Your Guide to Commercial Building Insurance in 2025

There are all sorts of additional insurance policies that you may need, but the core of your commercial real estate insurance is the policy you take on the building itself.

In this article:
  1. Understanding Building Insurance
  2. What Does Building Insurance Cover?
  3. Factors Affecting Building Insurance Premiums
  4. Age and Condition of the Property
  5. Construction Materials and Building Codes
  6. Location and Environmental Risks
  7. Occupancy and Tenant Types
  8. Safety and Security Features
  9. Deductibles and Coverage Limits
  10. Determining Your Building Insurance Coverage Needs
  11. Conducting a Thorough Property Valuation
  12. Considering Replacement Cost vs. Actual Cash Value Coverage
  13. Assessing Your Risk Exposure
  14. Working with an Experienced Insurance Broker
  15. Commercial Building Insurance Best Practices
  16. Regularly Review and Update Your Coverage
  17. Maintain Accurate Records and Documentation
  18. Implement Risk Mitigation Strategies
  19. Promptly Report/Document Damages or Claims
  20. Work With Insurance Professionals
  21. Conclusion
  22. Get Financing

Building insurance is a critical component of any commercial real estate investor's risk management strategy. Your commercial property is not only a valuable asset but also a source of income, and protecting it against potential damages or losses is essential to ensure the longevity and profitability of your investment.
######
## Requirement a
Report how many lines in the entries below contain the string "thin", counting only matches with the same case. Give only the number.

## Record list
######
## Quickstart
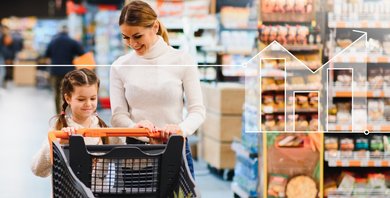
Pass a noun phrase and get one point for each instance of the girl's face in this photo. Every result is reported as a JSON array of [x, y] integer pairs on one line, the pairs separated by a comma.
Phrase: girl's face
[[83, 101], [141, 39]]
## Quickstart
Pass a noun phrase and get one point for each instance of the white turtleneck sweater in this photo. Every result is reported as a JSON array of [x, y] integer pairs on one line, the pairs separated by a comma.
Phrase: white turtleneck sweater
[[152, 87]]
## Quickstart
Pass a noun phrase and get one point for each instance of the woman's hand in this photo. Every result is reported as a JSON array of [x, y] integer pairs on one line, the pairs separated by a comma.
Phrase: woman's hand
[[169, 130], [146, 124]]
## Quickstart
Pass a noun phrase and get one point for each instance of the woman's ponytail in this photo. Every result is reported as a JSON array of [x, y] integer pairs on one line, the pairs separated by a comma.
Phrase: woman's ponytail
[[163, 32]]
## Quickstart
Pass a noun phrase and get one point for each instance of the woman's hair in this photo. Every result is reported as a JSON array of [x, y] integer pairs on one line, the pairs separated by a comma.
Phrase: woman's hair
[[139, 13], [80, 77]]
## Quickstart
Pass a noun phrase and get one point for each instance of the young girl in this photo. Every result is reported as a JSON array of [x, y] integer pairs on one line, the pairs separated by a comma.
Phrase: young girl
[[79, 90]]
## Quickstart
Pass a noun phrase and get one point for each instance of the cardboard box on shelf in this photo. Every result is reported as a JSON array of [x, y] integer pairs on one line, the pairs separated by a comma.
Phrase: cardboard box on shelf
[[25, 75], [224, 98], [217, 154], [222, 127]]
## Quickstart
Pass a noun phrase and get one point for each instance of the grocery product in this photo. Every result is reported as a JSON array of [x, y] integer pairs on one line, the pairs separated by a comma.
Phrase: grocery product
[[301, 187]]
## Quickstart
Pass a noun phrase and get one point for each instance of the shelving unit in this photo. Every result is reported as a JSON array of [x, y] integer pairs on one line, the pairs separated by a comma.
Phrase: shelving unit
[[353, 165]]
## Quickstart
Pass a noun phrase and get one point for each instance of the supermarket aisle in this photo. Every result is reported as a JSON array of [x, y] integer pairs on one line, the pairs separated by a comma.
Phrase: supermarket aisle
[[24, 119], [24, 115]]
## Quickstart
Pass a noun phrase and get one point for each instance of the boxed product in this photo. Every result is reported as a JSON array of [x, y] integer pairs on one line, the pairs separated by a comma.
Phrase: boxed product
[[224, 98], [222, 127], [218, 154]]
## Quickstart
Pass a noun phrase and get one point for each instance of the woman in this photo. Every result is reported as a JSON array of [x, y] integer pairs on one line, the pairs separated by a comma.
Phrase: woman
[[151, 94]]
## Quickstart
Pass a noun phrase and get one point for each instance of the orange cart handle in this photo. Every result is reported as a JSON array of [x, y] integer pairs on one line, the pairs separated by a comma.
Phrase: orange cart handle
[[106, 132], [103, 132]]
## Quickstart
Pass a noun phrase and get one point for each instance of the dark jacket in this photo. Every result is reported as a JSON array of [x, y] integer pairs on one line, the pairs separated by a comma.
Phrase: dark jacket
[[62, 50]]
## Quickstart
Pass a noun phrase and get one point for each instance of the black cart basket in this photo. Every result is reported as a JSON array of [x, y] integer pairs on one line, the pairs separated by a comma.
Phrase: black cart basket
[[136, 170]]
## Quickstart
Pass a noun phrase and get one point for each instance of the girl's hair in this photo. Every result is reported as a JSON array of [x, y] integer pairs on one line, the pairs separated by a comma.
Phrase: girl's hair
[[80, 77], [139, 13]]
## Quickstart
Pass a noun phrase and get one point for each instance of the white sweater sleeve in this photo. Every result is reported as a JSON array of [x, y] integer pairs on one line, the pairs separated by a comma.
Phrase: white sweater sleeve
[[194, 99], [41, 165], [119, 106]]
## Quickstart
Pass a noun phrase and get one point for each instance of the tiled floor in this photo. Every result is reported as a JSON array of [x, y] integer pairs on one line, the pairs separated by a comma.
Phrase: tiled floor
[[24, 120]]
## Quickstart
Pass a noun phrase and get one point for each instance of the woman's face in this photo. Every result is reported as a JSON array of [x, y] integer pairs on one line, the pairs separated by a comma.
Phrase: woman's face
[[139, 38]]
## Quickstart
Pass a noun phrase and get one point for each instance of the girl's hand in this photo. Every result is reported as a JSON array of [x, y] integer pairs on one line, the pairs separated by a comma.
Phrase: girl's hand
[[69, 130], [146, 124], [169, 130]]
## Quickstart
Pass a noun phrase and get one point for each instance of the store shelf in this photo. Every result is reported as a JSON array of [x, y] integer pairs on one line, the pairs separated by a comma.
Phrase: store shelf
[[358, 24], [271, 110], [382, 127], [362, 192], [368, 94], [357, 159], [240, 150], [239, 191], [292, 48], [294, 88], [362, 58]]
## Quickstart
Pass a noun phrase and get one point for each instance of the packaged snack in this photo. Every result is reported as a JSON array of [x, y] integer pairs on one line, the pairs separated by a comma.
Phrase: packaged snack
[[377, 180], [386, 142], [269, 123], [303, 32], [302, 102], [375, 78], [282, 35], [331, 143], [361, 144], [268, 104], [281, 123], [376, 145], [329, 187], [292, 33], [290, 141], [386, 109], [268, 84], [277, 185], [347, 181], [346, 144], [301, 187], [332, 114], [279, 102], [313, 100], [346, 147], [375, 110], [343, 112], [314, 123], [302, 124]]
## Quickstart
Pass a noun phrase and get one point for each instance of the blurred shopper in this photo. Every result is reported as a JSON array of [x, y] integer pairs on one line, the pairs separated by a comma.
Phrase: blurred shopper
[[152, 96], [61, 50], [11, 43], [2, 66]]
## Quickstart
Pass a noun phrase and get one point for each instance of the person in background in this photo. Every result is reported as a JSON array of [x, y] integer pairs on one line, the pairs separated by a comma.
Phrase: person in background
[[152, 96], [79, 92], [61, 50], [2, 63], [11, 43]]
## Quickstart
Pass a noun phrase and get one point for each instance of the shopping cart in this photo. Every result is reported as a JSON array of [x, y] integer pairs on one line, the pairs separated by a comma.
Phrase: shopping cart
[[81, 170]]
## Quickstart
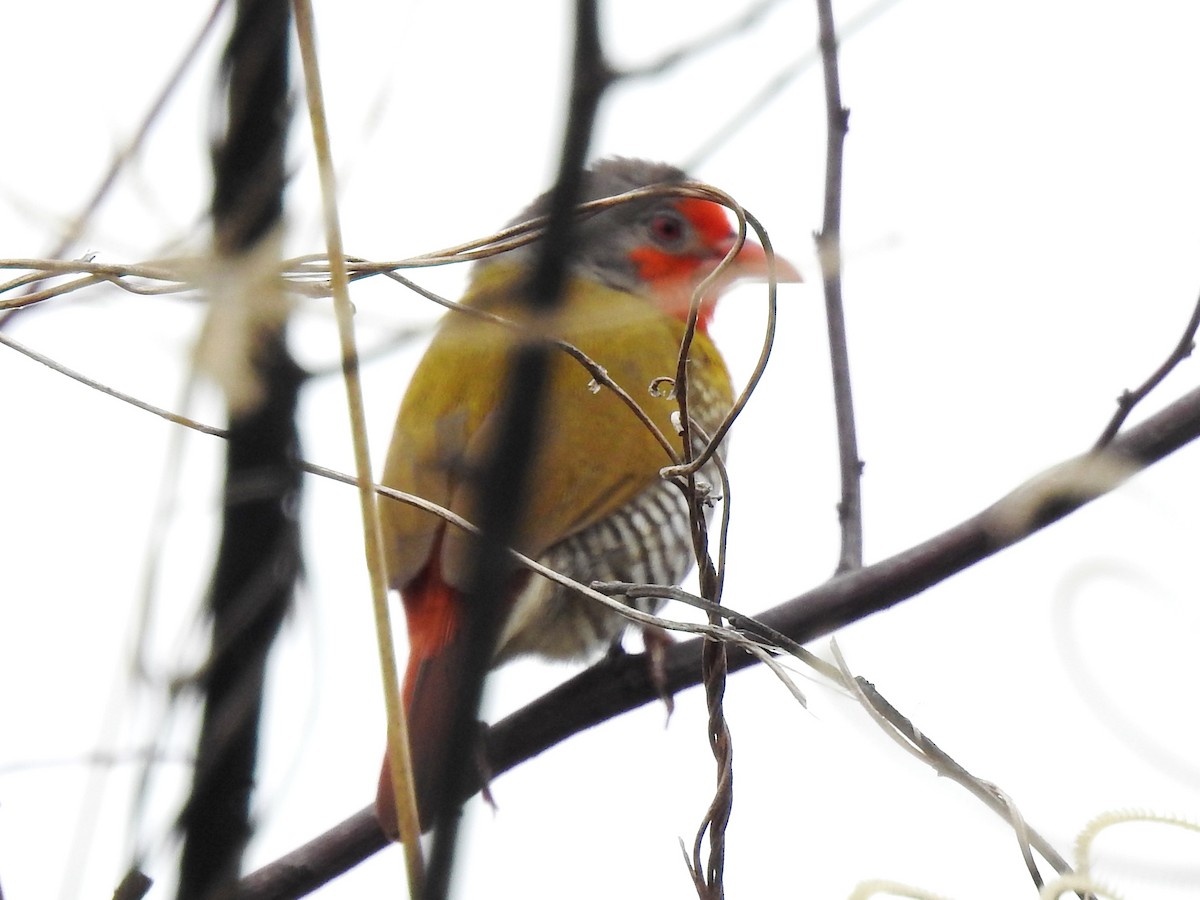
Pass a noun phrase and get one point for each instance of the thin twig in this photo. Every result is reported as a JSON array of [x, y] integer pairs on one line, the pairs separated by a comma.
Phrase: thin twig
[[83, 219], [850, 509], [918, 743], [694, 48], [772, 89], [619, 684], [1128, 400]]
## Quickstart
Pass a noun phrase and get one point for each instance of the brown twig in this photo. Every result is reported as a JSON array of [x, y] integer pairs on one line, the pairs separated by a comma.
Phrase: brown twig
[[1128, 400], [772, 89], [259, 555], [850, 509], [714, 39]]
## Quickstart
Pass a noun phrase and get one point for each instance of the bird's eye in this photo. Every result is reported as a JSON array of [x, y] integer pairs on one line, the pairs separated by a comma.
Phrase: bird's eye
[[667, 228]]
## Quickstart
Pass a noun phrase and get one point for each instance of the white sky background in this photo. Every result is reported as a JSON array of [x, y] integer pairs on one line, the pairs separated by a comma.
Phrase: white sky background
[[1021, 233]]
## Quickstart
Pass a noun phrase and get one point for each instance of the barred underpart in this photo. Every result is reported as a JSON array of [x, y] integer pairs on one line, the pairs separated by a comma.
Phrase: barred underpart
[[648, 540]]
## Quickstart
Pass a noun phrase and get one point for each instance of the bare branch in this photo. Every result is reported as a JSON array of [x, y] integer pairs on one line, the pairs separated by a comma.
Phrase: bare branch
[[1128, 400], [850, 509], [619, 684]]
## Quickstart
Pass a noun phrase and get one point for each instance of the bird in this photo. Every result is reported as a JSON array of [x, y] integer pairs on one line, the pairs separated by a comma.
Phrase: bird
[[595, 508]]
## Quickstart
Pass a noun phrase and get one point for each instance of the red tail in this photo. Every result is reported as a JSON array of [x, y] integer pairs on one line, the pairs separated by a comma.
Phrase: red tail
######
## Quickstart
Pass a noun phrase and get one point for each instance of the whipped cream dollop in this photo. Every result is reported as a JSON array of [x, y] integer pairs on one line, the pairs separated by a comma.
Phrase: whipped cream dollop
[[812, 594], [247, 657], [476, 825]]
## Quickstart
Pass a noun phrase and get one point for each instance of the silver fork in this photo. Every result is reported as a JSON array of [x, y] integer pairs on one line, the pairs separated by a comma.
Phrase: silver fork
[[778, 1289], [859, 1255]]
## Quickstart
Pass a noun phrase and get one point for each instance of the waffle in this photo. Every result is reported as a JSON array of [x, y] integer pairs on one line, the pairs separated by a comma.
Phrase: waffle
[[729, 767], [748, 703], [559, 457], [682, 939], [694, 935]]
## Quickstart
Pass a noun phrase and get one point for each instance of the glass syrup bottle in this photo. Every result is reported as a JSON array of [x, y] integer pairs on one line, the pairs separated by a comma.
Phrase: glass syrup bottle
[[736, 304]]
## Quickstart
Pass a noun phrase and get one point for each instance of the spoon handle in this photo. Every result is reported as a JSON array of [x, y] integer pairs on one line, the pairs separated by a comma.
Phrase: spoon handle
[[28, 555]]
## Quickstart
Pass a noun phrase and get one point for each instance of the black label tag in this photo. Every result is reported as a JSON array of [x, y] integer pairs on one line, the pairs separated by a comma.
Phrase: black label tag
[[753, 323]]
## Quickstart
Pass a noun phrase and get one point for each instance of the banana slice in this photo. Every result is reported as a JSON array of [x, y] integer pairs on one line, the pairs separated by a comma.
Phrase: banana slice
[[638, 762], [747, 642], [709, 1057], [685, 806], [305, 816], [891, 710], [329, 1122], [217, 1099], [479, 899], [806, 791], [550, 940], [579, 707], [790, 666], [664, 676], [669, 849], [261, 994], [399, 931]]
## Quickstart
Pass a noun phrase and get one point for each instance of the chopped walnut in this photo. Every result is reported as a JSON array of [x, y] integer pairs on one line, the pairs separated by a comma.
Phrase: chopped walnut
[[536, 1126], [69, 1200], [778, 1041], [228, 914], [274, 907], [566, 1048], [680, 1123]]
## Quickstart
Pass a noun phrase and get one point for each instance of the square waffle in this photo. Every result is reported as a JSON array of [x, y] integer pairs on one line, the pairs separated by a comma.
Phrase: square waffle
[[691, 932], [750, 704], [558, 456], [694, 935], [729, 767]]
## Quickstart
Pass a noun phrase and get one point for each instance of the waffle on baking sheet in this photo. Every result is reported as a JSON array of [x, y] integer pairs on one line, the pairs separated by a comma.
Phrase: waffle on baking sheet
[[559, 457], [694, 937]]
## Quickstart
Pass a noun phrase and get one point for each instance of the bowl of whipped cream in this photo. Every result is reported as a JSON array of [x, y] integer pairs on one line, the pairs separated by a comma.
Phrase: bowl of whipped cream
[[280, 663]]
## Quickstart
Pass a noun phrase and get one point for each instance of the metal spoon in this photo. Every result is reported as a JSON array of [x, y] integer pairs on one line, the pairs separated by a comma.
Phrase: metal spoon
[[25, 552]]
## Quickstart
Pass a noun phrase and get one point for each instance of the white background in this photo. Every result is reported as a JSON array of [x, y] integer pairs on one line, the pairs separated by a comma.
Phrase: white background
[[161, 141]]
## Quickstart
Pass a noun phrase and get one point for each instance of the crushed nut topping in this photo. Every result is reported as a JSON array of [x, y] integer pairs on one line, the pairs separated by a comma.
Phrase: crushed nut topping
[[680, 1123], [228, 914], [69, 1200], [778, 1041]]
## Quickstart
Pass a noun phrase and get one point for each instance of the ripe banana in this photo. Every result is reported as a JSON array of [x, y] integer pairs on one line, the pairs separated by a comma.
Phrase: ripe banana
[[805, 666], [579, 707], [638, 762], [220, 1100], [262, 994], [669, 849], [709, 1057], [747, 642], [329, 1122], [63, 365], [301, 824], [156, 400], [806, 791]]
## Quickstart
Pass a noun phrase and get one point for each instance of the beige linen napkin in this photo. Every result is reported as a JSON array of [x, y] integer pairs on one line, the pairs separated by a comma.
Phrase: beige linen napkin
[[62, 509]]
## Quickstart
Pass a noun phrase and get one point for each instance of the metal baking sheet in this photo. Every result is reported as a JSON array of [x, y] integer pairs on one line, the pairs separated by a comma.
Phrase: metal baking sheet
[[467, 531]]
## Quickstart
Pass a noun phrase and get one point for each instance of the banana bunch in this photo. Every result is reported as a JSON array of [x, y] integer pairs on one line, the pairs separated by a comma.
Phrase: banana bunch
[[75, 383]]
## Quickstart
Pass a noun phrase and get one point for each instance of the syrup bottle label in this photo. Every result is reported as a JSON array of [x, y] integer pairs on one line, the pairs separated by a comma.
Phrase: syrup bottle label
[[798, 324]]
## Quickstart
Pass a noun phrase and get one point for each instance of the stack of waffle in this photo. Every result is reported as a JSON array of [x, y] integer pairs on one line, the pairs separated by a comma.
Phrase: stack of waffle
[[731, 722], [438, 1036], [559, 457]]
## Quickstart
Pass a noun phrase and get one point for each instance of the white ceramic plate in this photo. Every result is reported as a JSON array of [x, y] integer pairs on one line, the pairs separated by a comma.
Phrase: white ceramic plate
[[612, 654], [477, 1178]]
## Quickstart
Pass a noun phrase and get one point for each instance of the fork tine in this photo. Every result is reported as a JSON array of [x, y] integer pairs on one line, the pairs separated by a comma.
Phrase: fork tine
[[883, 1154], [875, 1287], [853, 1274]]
######
## Requirement b
Take the commercial building insurance guide above further, continuing from its last sentence.

## Output a
2

## Output b
In this comprehensive guide, we'll dive deep into the world of building insurance for commercial real estate. We'll explore what building insurance covers, how it differs from other types of property insurance, and why having adequate coverage is so important. By the end of this article, you'll have a clearer understanding of how to safeguard your commercial property and make informed decisions about your insurance needs.

Understanding Building Insurance

Building insurance, in the context of commercial real estate, is a type of insurance policy that specifically covers the physical structure of your commercial property. This includes the main building itself, as well as any permanent fixtures or equipment that are attached to it.

Unlike other types of property insurance, such as contents insurance or liability insurance, building insurance focuses solely on protecting the physical structure of your property. This makes it a crucial component of your overall insurance portfolio, as it safeguards the most valuable and integral part of your investment.

Having adequate building insurance coverage is essential for several reasons. First and foremost, it provides financial protection in the event of damage or loss to your property. Whether it's due to a natural disaster, fire, or vandalism, building insurance can help cover the costs of repairs or rebuilding, ensuring that your investment remains viable.

Additionally, many lenders require commercial property owners to carry building insurance as a condition of their mortgage or loan agreement. Failing to maintain adequate coverage could put you at risk of defaulting on your loan or facing other financial penalties.

What Does Building Insurance Cover?

Building insurance policies for commercial properties typically cover a wide range of physical components and structures. These can include:

  • Walls, roof, and foundation: The core structural elements of your building are covered against damage from various perils, such as wind, hail, and fire.
  • Electrical and plumbing systems: Building insurance often covers the cost of repairing or replacing damaged electrical wiring, plumbing pipes, and related equipment.
  • HVAC systems: Heating, ventilation, and air conditioning systems are typically included in building insurance coverage, protecting against breakdowns or damage due to covered perils.
  • Permanently installed fixtures and equipment: This can include items like built-in shelving, countertops, and other fixed features that are integral to the building itself.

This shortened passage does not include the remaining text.